The issues with not having a father figure are quite present in the film too, and it’s clearly an important area to explore, in how that leads him down his dark path of destruction (from what we know about the Joker from previous “Batman” instalment). We, as an audience, know well enough about the importance of guiding a child through the crazy and dangerous world we live in, and we realise that Arthur doesn’t have anyone to do that. Arthur only really has a deranged mother, who believes that Thomas Wayne (Brett Cullen) will solve their financial situation, and his own delusions about TV show host Murray Franklin (Robert de Niro).

When the façade of what Arthur believes he knows about Murray is lifted he realises that ultimately he has no-one looking out for him. When it comes to his attachment to Thomas Wayne, it can become difficult not to tarnish his reputation and importance in the DC universe. It would be easy to give Thomas Wayne too much involvement in this story, especially since this is the father of the future Batman, and easy to make him seem like too much of a bad guy. But “The Joker” does an incredible job of making his actions during his interaction with Arthur, completely justified. Yes, he might have some political beliefs that are clearly shaking the faith of the public, but I think that’s always been a part of Wayne Enterprises, that Bruce Wayne has had to deal with, keeping the mystery behind Thomas Wayne, a mystery.

Eventually, it's everything he’s come to believe being shown to be a façade that tips him over the edge, finding out he was adopted, that his father isn’t really Thomas Wayne, that essentially everything he’s come to know, and love is a lie. Even the fact that, ultimately, his only friends from work will stab him in the back for their own gain, making us fully aware of why he’d want to lash out at these people, during his most difficult moments.

When he finally announces himself to be “The Joker” it’s when he realises his last “father figure” is making fun of him. The last person he was clinging onto, a TV show host, invited him on the show to make fun of Arthur’s failed attempts to be funny. That’s exactly why they say “never meet your heroes” because some of them, will have to put on a face to cover up who they really are.

Work request: Could you pick up this review of the Joker film where it stops and keep writing it? The saved entries have nothing to do with this.

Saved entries
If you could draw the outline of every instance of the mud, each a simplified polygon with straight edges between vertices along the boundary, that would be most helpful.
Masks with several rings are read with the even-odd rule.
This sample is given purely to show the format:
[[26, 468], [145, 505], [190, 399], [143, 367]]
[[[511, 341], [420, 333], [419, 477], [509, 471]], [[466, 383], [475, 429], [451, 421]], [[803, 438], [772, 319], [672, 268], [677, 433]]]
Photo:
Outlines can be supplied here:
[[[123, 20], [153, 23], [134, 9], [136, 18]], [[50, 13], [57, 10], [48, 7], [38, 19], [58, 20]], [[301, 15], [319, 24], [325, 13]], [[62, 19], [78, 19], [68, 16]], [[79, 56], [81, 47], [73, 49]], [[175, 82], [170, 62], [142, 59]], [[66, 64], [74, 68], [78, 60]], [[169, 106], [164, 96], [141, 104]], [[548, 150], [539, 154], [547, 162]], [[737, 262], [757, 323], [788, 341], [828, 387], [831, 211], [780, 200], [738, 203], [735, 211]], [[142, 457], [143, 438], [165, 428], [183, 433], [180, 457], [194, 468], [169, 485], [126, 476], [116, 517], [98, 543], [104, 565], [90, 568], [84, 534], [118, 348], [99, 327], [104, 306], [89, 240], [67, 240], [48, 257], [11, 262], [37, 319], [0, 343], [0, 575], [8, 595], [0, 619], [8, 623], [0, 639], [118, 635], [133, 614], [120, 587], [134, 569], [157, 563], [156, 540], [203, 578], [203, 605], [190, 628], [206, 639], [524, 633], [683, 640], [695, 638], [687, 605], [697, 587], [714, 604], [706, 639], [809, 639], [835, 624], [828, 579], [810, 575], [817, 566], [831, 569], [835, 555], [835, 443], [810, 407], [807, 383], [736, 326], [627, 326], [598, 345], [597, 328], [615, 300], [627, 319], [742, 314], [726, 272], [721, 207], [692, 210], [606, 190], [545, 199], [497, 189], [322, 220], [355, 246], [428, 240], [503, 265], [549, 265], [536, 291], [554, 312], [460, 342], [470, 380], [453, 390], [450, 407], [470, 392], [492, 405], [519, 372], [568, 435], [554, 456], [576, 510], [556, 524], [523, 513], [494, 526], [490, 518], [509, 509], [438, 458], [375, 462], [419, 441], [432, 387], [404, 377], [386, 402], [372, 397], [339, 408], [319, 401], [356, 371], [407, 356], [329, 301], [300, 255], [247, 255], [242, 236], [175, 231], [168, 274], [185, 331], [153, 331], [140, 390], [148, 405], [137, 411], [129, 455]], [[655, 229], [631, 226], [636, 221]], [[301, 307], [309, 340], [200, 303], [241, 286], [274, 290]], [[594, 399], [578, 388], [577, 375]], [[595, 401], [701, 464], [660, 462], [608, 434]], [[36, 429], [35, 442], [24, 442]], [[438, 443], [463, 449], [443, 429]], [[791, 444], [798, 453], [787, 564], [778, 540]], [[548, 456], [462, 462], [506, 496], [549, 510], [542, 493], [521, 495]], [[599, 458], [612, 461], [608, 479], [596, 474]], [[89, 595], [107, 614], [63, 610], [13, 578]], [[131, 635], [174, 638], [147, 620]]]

Task answer:
The performance that came with the scene involving “The Joker” and Murray (the TV host) almost feels iconic thinking back on it, because of how they interact with each other, opposite ends of society, the rich and the poor, the popular, and the forgotten. As Joaquin Phoenix says, “if I lay down in the street you would just walk over me”. And yes I do mean Joaquin Phoenix, because as much as I say “Joker” when talking about the character, it doesn’t feel like the Joker we know, but a new character entirely, because of how Joaquin portrays the hopeless, neglected member of society named Arthur, who we’re not familiar with at all in Batman films.

It’s easy to assume that this film’s release had something to do with the financial success of IT, though I think this film does the entirely opposite thing to IT. Joker portrays clowns as people who only want to cheer others up, and some may face harsh living conditions, but will continue doing what they do, because it brings them their own happiness. And the film is trying to tell us that it’s the nicest of our society, like Arthur, that will suffer, because they don’t feel able to do whatever it takes to get to the top.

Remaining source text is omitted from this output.